> [Task prompt]:
Would you set down every entry again, exactly as written?

> [Task inputs]:
^^^^^^^^^^^^^^^^

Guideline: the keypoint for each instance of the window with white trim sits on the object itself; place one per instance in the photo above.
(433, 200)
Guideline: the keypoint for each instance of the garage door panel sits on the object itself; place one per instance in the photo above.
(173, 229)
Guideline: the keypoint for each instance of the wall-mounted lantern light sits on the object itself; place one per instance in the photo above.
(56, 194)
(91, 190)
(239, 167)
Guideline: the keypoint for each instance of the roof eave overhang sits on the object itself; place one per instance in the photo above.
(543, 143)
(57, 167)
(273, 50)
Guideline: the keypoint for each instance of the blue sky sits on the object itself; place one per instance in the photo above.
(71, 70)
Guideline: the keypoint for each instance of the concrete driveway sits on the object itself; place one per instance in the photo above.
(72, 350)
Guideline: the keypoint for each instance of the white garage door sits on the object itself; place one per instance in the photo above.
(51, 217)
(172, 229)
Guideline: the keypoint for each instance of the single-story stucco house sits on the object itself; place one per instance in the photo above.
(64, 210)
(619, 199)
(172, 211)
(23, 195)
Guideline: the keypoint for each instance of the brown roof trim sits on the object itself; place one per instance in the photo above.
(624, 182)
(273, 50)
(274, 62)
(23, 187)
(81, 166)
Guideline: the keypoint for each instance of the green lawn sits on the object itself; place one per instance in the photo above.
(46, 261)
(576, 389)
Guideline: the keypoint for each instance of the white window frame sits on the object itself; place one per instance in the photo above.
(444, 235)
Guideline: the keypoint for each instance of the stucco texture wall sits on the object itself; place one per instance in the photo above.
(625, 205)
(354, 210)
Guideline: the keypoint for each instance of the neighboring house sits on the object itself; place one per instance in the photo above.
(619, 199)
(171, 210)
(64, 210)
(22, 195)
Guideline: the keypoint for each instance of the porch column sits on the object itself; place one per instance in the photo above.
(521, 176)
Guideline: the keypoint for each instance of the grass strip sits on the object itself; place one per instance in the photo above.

^^^^^^^^^^^^^^^^

> [Result of this task]:
Guideline: the keypoint for each instance of the window with white trim sits on the object itself; place one per instance in the photo above.
(433, 200)
Guideline: the keypoint for each instance of the garage door panel sits on the object itself; place one per instance in the photo above.
(173, 229)
Guideline: the keypoint for each instance of the wall-mounted lantern light sits on the object itself; place one per instance in the photo above.
(56, 194)
(91, 190)
(239, 167)
Guideline: the keypoint for each instance of the roof eave overhang sits on the object itself; place one per instance in the photo above.
(543, 143)
(57, 167)
(273, 50)
Guideline: the keypoint for each instance of the blue sky sits on the object itself; place one per instance in the photo above.
(71, 70)
Guideline: the keypoint for each instance of the concrete driveway sits on the object itself; place one per instance in the photo above.
(72, 350)
Guideline: the keypoint for each instance of the white garage door sits on the object itself; place one per instance in the photo above.
(51, 217)
(172, 229)
Guideline: the keypoint for each instance of the single-story stucco house sits on the object itself; place one per instance in the photo above.
(64, 210)
(619, 199)
(172, 211)
(23, 195)
Guideline: the keypoint for each instance of the brown roof trim sits on the object itself; place one per instance in the photo above.
(624, 182)
(273, 50)
(274, 62)
(23, 187)
(81, 166)
Guideline: the keypoint for each instance of the green lawn sits on the object itself; place one per instance in the photo above.
(46, 261)
(576, 389)
Guideline: the keypoint for each instance of the white window frame sits on the object itself; place one per instance in the photo above.
(444, 235)
Guideline: the keypoint for each instance of the stucco texture wall sits on the object itself; place one per instance in the photo above.
(625, 205)
(354, 210)
Guideline: the keypoint for each instance of the neighboring house sits on the object itself; place one per instance in the photo above.
(619, 199)
(171, 210)
(64, 210)
(22, 195)
Guideline: the keypoint for each instance of the porch column sits on the object itself; place one per instance in the photo above.
(521, 176)
Guideline: the keypoint for each instance of the grass strip sits on the object itself; place one per instance in the photo above.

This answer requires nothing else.